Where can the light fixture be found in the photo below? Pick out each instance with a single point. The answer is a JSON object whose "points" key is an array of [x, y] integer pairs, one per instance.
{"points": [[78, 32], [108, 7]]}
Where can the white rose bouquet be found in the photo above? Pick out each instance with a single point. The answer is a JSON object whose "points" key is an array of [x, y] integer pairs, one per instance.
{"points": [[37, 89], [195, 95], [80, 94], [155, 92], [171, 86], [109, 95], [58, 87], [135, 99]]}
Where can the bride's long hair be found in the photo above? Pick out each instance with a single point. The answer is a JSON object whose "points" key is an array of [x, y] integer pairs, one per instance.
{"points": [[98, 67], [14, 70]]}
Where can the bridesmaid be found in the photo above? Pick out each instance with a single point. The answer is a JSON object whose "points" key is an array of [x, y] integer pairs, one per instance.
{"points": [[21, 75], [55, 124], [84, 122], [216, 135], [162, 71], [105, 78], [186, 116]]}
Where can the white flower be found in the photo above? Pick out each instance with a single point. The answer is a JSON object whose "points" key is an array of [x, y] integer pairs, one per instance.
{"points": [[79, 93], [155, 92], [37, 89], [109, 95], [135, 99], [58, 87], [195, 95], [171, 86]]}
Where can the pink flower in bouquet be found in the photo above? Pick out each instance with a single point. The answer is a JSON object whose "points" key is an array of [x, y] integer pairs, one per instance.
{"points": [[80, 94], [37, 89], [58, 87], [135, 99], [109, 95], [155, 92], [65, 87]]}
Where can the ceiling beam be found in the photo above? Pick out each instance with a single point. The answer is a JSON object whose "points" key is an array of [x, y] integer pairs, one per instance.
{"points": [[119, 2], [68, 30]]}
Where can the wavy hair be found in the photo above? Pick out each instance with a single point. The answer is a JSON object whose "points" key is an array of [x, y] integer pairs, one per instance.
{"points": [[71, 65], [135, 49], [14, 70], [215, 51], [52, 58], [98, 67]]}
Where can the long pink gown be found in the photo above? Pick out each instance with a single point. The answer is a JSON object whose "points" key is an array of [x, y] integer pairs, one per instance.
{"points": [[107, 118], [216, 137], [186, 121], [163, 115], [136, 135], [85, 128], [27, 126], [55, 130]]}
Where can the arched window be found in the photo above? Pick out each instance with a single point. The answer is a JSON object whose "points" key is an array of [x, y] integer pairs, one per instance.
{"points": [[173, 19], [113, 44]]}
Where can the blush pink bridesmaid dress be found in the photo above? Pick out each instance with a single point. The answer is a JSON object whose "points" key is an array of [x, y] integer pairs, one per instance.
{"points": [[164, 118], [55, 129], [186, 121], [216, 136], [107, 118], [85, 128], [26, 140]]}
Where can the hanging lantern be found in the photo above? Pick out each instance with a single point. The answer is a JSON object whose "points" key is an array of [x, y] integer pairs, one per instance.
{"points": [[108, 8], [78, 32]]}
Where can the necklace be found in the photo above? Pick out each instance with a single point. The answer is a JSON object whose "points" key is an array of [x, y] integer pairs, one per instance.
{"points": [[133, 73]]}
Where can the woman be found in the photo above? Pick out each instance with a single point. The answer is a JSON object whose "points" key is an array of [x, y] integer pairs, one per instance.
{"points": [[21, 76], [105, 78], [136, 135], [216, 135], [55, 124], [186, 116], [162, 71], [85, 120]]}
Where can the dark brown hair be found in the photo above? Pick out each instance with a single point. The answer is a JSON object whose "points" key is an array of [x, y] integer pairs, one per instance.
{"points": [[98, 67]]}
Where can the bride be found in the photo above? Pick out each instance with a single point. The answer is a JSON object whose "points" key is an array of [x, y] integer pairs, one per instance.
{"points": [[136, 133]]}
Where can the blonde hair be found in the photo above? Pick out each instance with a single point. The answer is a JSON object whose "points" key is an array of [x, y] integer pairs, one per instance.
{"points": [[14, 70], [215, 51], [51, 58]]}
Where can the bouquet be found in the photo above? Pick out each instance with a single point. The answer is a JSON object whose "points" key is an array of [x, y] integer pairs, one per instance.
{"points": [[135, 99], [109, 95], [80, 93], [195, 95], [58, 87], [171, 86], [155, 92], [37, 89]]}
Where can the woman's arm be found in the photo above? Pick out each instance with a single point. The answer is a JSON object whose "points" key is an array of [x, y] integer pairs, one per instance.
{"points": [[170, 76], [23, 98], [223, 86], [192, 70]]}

▶ **Stated goal**
Rewrite all of the entries above, swapping each "instance" for "occurrence" and keeping everything else the same.

▶ **Response**
Where can the light fixture be found in the photo below? Pick out each occurrence with a single point. The answer is a JSON object whose "points" key is an array of [x, y] integer pairs, one per occurrence.
{"points": [[78, 32], [108, 7]]}
Where can the white rose bouquet be found in the photo above? Pick out each occurrence with a single point. The answer is a JSON object whose "points" key is an array of [x, y] integer pairs, one per occurrence.
{"points": [[37, 89], [195, 95], [80, 94], [155, 92], [171, 86], [109, 95], [58, 87], [135, 99]]}
Where can the bride's long hair be found in the photo above? Pick out each occurrence with a single point. The answer is a JSON object whose "points" key is an array of [x, y] integer pairs, one per occurrence.
{"points": [[98, 67], [14, 70]]}
Where can the bridesmaid be found in the photo above? Pick out each occurrence with a single point. The answer is a JSON object whose "points" key is an array of [x, y] integer pairs, one per occurrence.
{"points": [[21, 75], [55, 124], [84, 122], [216, 135], [162, 71], [105, 78], [186, 116]]}
Where can the white flower be found in the photo above? Pick out each occurrence with a single point. The answer is a JSON object whose "points" key is an array of [x, y] integer pairs, one per occurrence.
{"points": [[79, 93], [155, 92], [37, 89], [109, 95], [135, 99], [58, 87], [195, 95], [171, 86]]}
Where can the pink flower in bouquet be found in the photo above? Pick out each occurrence with a single point. The answer is a JSON object whose "points" key is an array of [x, y] integer pairs, one per occurrence.
{"points": [[80, 94], [37, 89], [58, 87], [135, 99], [109, 95], [155, 92], [65, 87]]}
Where can the ceiling beam be found in the photo above? Pick out each occurrence with a single point. The answer is a JSON object whose "points" key is an array of [x, y] integer pairs, one per occurrence.
{"points": [[119, 2], [68, 30]]}
Where can the wavy hair be found in the photo above? Pick out each occurrence with a single point. The answer is a JSON object whose "points" key is an array of [x, y] integer pairs, one per occurrence.
{"points": [[71, 65], [135, 49], [14, 70], [215, 51], [52, 58], [98, 67]]}
Where can the long pink gown be found in the photo above? Pick out each occurrence with a single point. The answer is a JSON object whose "points" key is an array of [x, y] integer pairs, one per occurrence.
{"points": [[107, 118], [216, 137], [186, 121], [163, 115], [136, 135], [85, 128], [27, 126], [55, 130]]}
Where can the arched window be found in the photo above? Pick out each occurrence with a single point. The answer is a JSON object whose "points" key is an array of [x, y] integer pairs, one per occurrence.
{"points": [[173, 19], [113, 44]]}
Where can the blush pink bridesmaid dress be found in the photo above? Pick out each occurrence with a single point. The answer is a JSON object whose "points" key is an array of [x, y] integer pairs, one per occurrence.
{"points": [[164, 118], [55, 129], [186, 121], [216, 136], [107, 118], [85, 128], [26, 140]]}
Where can the hanging lantern be found in the photo above? Pick out each occurrence with a single point. The answer is a JSON object whose "points" key is an array of [x, y] integer pairs, one per occurrence.
{"points": [[108, 8], [78, 32]]}
Where can the necklace be found in the photo above? Pick out each occurrence with a single point. The answer is a JSON object whose "points" key is an array of [x, y] integer pairs, one per occurrence.
{"points": [[133, 73]]}
Where can the woman be found in the photo above? Pick out each occurrence with a single point. The answer is a JSON object whose "points" key is an array of [x, y] integer pairs, one per occurrence.
{"points": [[21, 76], [105, 78], [136, 135], [216, 135], [55, 124], [186, 116], [162, 71], [85, 120]]}
Where can the dark brown hair be found in the photo above? Pick out each occurrence with a single point. The answer is a JSON object whose "points" key is an array of [x, y] integer pairs, one per occurrence.
{"points": [[98, 67]]}
Where can the bride be found in the photo above? Pick out each occurrence with a single point. The answer is a JSON object whose "points" key is an array of [x, y] integer pairs, one per occurrence.
{"points": [[136, 133]]}
Where can the blonde hair be found in the photo above? Pick out each occurrence with a single point. The answer is a JSON object whose "points" key is an array of [x, y] integer pairs, one per occurrence.
{"points": [[14, 70], [215, 51], [51, 58]]}
Where can the bouquet be found in the photo above? Pick out each occurrence with a single point. The answer is a JSON object whose "points" key is an array of [x, y] integer pairs, one per occurrence.
{"points": [[135, 99], [109, 95], [80, 93], [195, 95], [58, 87], [171, 86], [155, 92], [37, 89]]}
Where can the woman's arm be found in the photo above? Pick out each occurrence with a single point. The answer is a JSON object whose "points" key is an array of [x, y] integer pairs, one per occurrence.
{"points": [[170, 76], [23, 98], [223, 86], [192, 70]]}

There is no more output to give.